=== Problems to solve ===
1. Name every item that the blog post on choosing between good things lists under "Necessities."
2. Quote the blog post on choosing between good things word for word, from "ONCE AGAIN. ." to "priorities in order?".
3. Extend the blog post on choosing between good things past its final sentence.

Frost generously with a butter-cream frosting and top with sprinkles (the Lofthouse signature!).

'til we eat again,
           Simply, Gail

Wednesday, September 28, 2011

When Good Competes With Good - Part 2

ONCE AGAIN. . . a review.

What happened to time for day dreaming? Cloud watching? Spontaneous fun? Leisurely meals together?  A real meal together at all?

Choosing good versus evil is obvious. Choosing good versus good is not.
Can too much of a good thing become a bad thing?
Have we become caught up in the thick of thin things?
Can we slow down before we stretch ourselves to the breaking point?
Are our priorities in order?

While the answers are most likely apparent and elementary, the how-to's of slowing down may seem impossible.

In spite of what we know of the unimaginable hardships of those of previous generations, it has been said that we, in our time, are facing much greater challenges. Our battles are not of enduring physical labors and trials. Our battles are much more insidious, much more horrendous. Battles for our families. Battles for our very souls.

Good – Better – Best

The following are excerpts from an article in the youth section of the September 2011 Ensign magazine. Mary-Celeste Lewis related her situation of finding herself over-scheduled four years ago.

“I knew I was doing too much. I was in school plays, taking challenging classes in school, and was involved in several other activities. . .practicing music and editing the school newspaper had lost their element of fun and had become work.
“My activities were good, but there were too many of them. I had to choose the best ones. As I tried to decide which activities to forsake, I realized that the gospel of Jesus Christ was the best priority anyone can have. I put prayer and scripture study at the top of my list, and since then, my life has run more smoothly. . .If I study my scriptures before I play games or even before I do my homework, everything important will get done.
“When I base my life around the Lord, instead of adding Him in as an afterthought, my life has an added measure of peace and success.”

But what about families and homemakers?

An effective way to begin prioritizing all the necessities of daily life---when there is more than self involved--- is basically just another way of determining between Good - Better - Best. Take a serious look at all you have to do and work towards placing each in their correct place or order.

Essentials: Time spent with the scriptures, in prayer; and in building family relationships.

Necessities: It is important to know how to live and how to take care of each other. These things include cooking skills, proper nutrition, exercise, raising families, provident living, care and cleanliness of our homes, self-reliance, and service.

Niceties: Such things as hobbies, sewing, reading a good book, sports, crafts, etc. It is nice to have time for these things but if we are not careful, they can infringe on the time that should be spent on the essentials and necessities.

When you prioritize and do the important things first, it is amazing how many of the “nice-to-do things” get done. And, as just as Mary-Celeste discovered, your life will have an added measure of peace and success.

=== Given records ===

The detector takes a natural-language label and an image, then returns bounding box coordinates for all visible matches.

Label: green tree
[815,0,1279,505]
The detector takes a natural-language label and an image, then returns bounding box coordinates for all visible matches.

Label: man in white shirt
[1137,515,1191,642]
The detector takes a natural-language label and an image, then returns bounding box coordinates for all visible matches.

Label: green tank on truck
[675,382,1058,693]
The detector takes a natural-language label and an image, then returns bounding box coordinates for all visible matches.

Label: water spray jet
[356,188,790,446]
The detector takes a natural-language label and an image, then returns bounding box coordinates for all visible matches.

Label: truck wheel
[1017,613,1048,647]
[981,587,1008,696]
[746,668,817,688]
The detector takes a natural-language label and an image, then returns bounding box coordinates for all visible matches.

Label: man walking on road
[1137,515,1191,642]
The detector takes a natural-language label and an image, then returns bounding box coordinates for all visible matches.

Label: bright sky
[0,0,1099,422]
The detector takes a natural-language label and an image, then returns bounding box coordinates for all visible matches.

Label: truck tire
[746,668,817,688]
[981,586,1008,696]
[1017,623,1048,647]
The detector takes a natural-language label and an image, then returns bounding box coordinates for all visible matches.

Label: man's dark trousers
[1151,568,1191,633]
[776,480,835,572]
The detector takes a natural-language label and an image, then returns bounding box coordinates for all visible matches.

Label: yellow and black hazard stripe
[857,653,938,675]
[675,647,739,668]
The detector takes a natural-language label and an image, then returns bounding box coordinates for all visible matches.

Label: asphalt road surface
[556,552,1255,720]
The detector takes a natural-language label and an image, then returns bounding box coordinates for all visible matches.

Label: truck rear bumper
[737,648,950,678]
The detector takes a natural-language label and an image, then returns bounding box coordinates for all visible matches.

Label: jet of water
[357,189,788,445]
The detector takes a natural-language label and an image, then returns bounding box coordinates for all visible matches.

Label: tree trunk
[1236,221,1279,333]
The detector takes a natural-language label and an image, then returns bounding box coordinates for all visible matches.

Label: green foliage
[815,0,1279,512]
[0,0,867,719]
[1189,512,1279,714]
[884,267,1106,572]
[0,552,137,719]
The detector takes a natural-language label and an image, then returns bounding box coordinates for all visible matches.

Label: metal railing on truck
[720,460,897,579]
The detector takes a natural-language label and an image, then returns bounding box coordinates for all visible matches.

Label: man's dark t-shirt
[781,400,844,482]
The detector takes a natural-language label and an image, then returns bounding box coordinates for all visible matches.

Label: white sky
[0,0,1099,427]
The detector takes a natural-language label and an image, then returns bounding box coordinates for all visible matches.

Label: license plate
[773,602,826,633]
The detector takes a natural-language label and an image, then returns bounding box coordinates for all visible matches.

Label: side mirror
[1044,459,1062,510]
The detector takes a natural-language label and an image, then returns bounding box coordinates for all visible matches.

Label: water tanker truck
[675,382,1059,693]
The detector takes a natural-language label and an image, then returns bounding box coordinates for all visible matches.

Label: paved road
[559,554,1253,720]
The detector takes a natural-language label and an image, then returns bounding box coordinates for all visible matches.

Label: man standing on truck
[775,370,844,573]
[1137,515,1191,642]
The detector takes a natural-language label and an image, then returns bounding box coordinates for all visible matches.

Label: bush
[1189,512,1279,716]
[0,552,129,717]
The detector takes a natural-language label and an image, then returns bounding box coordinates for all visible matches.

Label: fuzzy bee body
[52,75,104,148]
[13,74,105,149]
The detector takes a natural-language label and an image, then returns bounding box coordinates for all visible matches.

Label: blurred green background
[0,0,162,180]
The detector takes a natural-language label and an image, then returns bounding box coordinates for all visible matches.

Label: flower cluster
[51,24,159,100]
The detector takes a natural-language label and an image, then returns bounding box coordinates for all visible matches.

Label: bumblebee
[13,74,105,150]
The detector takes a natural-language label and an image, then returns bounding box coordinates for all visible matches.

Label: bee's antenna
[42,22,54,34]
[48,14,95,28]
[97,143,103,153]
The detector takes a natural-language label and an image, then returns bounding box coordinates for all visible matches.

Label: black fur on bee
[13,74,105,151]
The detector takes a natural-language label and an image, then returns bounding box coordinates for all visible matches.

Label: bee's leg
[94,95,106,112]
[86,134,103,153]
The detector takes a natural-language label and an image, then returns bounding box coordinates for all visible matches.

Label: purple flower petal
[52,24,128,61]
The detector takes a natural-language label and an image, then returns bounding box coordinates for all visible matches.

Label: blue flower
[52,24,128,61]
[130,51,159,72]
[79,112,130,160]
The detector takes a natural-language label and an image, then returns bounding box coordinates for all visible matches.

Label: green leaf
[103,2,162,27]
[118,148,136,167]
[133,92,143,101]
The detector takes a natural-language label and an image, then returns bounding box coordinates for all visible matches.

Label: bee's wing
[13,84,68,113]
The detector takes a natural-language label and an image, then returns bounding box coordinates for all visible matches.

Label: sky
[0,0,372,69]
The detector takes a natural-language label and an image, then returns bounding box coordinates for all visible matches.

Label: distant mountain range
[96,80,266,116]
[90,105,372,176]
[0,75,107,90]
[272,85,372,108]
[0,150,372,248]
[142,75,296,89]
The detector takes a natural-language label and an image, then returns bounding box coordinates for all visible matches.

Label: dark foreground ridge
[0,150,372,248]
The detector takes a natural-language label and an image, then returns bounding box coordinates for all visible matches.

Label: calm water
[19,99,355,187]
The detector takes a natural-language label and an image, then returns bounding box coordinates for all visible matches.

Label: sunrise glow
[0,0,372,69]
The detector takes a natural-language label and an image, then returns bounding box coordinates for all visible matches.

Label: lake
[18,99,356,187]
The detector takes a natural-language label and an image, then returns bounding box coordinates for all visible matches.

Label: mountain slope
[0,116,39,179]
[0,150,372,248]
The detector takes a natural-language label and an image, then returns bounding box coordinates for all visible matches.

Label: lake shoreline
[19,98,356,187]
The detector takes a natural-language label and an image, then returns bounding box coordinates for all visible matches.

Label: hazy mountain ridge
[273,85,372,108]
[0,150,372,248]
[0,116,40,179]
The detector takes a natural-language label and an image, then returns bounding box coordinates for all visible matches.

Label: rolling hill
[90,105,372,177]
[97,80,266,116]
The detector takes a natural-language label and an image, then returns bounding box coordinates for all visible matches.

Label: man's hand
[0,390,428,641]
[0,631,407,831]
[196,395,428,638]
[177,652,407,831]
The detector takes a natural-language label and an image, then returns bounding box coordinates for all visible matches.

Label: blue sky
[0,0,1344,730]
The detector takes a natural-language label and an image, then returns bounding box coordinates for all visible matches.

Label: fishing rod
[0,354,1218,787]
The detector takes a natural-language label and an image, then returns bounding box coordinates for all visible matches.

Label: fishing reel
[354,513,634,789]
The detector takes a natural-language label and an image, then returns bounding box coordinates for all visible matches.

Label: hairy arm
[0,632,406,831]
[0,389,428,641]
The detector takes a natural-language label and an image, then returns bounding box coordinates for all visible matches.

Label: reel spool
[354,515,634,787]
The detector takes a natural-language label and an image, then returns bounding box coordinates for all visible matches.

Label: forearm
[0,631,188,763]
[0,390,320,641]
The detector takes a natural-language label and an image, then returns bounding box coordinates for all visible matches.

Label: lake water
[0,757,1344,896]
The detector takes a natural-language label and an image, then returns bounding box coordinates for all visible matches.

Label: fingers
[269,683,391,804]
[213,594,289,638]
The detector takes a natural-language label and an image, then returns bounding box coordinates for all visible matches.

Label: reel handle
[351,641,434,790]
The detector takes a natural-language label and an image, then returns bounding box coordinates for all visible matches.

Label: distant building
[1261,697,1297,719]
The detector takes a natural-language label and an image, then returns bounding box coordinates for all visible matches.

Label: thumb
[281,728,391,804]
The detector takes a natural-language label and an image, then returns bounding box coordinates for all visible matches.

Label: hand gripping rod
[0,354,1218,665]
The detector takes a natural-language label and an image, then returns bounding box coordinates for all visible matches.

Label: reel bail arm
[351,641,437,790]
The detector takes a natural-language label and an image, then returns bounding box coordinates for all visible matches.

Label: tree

=== Written answers ===
1.
- cooking skills
- proper nutrition
- exercise
- raising families
- provident living
- care and cleanliness of our homes
- self-reliance
- service

2.
ONCE AGAIN. . . a review.

What happened to time for day dreaming? Cloud watching? Spontaneous fun? Leisurely meals together?  A real meal together at all?

Choosing good versus evil is obvious. Choosing good versus good is not.
Can too much of a good thing become a bad thing?
Have we become caught up in the thick of thin things?
Can we slow down before we stretch ourselves to the breaking point?
Are our priorities in order?

3.
Hopefully, I have given you some food for thought. I wish I had exact and automatically successful how-to’s for you but I don’t. As I said in yesterday's post, there are no one-size-fits-all answers. I do know where to search however, and so do you.

Remember, with God nothing is impossible.

Portions from parts 1 and 2 were taken from a previous Desert Saints Magazine article. 

Tuesday, September 27, 2011

Schedules: When Good Competes with Good

Are we too busy?
Should we slow down?
What can we do?
How can we do it?

Let's talk priorities. . .again

Somehow, as modern advancements have made our life physically easier and less time-consuming, we have over-booked our new-found freedom.
Rare are times for swinging, or laying on the grass watching the
clouds float by (and discovering objects in them), or just day-dreaming.
When was the last time you took time to do nothing? Do you miss it? 

Frazzled parents hustle frazzled children between back-to-back activities— too often organized activities with rigid requirements, expenses and expectations---Activities that are no longer leisure fun but stressful commitments.

Rare are the neighborhood block and backyard games; the pick-up games in the middle of a street; exhilarating and unstructured recreation for the simple fun of it.        

Way back in the "good old days" children were automatically a part of the family work force. There were cows to milk, pigs to slop, gardens to tend, and multiple other tasks and responsibilities, many needing to be accomplished before the “five mile walk to school in knee-deep snow.” The need for heavy physical labor left little room or time for anxiety and stress. They still found time for simple fun.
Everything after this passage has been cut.